> [Yang Ditanyakan]:
**a)** Menurut tulisan tentang alat ukur di bawah, di kecepatan berapa alarm speedometer taksi berbunyi?
**b)** Teruskan tulisan tentang alat ukur di bawah, mulai setelah kalimat terakhirnya.

> [Petikan Tulisan]:

━━━━━━━━━━━━━━━━━━━━━━━━━━━━━━

If you can’t measure it, you can’t manage it ~ Peter Drucker
Jika Anda biasa mengemudi, pernahkah Anda menengok speedometer di depan Anda? Bayangkan, bagaimana jika Anda kemudian mengemudi sebuah kendaraan tanpa speedometer? Apakah ada yang berbeda antara mengemudi dengan speedometer dengan mengemudi tanpa speedometer?
Bagaimana dengan odometer yang juga merupakan kelengkapan standar dari kendaraan selain speedometer? Pernahkah Anda menengoknya barang sesaat?
Atau, jika Anda tidak terbiasa mengemudi, ada ilustrasi lain: seberapa seringkah Anda mengukur berat badan? Punyakah Anda timbangan berat badan di rumah?
***
Dari ketiga ilustrasi di atas, baik speedometer, odometer, maupun timbangan berat badan, adalah alat ukur untuk memberikan gambaran bagi kita sebelum ditindaklanjuti tindakan-tindakan lain yang diperlukan.
Saya pernah menjumpai saat naik taksi, ternyata speedometer-nya dilengkapi dengan alarm penanda batas. Saat menyentuh kecepatan 100 km/jam, alarm berbunyi. Sopir taksi kemudian mengurangi kecepatan karena suara alarm itu terasa mengganggu. Selain sebagai penanda keselamatan, bisa jadi managemen taksi sedang me-maintain konsumsi bahan bakar, dimana atas perhitungannya, makin tinggi kecepatan, maka makin tidak ekonomis pengoperasian taksi.
Sedangkan odometer, biasanya digunakan sebagai penanda kapan kendaraan harus menjalani perawatan berkalanya. Ganti oli, cek spare part tertentu, dan dapat dipergunakan untuk dasar penghitungan ratio konsumsi bahan bakar.
Sedangkan timbangan berat badan biasanya dipunyai oleh mereka yang secara sadar ingin mengendalikan berat badannya. Atau dipunyai juga oleh para orang tua yang ingin memantau tumbuh kembang buah hatinya.

━━━━━━━━━━━━━━━━━━━━━━━━━━━━━━

Butir dari sumber data:

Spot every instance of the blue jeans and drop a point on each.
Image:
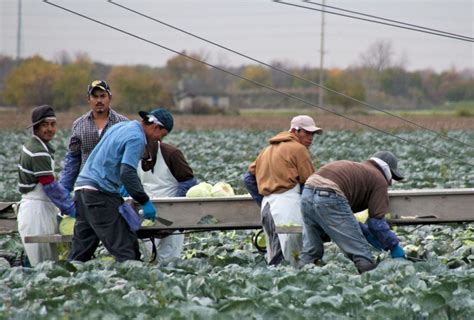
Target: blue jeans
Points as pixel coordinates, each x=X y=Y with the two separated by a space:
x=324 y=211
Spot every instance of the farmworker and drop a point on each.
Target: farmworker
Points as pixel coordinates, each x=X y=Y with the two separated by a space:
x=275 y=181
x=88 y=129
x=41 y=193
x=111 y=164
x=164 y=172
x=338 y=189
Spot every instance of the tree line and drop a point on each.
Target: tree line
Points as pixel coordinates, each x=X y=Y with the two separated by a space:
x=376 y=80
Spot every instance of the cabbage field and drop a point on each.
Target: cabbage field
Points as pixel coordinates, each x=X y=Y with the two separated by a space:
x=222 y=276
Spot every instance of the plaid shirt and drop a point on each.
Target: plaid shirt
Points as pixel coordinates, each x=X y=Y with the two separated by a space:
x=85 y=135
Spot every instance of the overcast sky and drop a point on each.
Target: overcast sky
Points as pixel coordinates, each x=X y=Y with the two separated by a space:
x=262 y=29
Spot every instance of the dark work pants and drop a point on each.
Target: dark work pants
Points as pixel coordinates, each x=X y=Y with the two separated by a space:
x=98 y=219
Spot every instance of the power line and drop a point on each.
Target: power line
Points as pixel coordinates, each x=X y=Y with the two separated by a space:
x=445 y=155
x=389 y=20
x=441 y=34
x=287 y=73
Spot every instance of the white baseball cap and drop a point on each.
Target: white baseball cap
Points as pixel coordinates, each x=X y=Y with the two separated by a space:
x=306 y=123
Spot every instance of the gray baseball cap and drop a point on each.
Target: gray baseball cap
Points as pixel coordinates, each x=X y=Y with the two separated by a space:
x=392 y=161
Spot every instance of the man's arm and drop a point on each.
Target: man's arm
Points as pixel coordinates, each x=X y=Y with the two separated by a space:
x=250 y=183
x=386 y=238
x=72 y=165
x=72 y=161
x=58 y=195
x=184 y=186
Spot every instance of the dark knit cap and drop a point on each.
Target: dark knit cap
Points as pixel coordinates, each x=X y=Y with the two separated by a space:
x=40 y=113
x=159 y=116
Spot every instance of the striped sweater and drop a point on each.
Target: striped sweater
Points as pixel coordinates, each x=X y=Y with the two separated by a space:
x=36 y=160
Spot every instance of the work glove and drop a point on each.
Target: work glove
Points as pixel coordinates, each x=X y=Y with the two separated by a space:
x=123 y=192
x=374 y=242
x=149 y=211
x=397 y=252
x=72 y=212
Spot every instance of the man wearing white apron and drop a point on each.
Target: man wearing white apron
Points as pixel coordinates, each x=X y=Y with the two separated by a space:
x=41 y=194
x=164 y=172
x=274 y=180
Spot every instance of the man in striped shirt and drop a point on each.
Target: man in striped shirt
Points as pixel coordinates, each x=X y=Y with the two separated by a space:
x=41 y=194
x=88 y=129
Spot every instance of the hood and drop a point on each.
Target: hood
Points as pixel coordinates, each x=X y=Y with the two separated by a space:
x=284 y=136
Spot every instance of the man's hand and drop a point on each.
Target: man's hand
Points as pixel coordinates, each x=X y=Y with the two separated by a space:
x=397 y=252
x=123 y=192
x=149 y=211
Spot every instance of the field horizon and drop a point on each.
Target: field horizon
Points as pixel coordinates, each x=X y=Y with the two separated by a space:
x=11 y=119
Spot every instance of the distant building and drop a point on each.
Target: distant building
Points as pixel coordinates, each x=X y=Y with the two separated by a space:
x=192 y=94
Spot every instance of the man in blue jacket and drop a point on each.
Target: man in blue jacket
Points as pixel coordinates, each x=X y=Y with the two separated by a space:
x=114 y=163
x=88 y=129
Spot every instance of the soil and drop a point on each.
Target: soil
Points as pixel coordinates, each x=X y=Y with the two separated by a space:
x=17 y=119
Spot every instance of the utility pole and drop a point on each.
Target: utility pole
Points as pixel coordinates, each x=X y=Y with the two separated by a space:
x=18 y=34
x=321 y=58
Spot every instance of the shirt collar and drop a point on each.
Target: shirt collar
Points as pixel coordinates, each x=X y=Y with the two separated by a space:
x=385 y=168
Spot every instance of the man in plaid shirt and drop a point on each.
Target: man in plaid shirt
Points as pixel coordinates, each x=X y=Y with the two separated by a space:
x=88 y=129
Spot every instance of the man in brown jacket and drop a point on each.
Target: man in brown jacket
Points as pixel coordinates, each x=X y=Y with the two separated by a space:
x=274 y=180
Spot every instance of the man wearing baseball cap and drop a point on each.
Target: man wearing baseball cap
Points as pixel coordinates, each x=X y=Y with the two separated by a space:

━━━━━━━━━━━━━━━━━━━━━━━━━━━━━━

> [Jawaban]:
**a)** Saat menyentuh kecepatan 100 km/jam.

**b)**
Apa jadinya jika kita tidak mempunyai alat-alat pengukur tersebut, sebangsa speedometer, odometer, timbangan, termometer, dan lain sebagainya? Rasanya bisa saja kita mengambil tindakan tertentu atas sebuah kejadian. Tetapi, dengan fakir alat ukur, tindakan-tindakan itu akan diambil atas prasangka, intuisi serta kebiasaan, dan bukan atas sebuah fakta yang valid datanya.
Bayangkan jika Anda dan beberapa orang lain, di sebuah acara, diminta untuk mencoba memasak untuk resep masakan yang sama, sementara resep masakan yang hendak dibuat hanya menyertakan bahan tanpa disertai petunjuk ukuran: sekian sendok teh mentega, sekian cc madu, sekian gram gulam pasir, misalnya. Kira-kira apa jadinya? Akankah di akhir acara tersaji masakan dengan cita rasa yang sama?
***
Sewaktu kejadian banjir yang melanda Jakarta kapan hari, berkembang diskusi sepele, tentang keluhan penggunaan ukuran kedalaman banjir dengan menggunakan ukuran tubuh manusia (sebetis, sepinggang, semata kaki) dibandingkan dengan menggunakan ukuran bersatuan (centimeter, meter). Keluhan itu bisa dibaca di sini serta dijumpai via broadcasting-an dari group ke group bbm.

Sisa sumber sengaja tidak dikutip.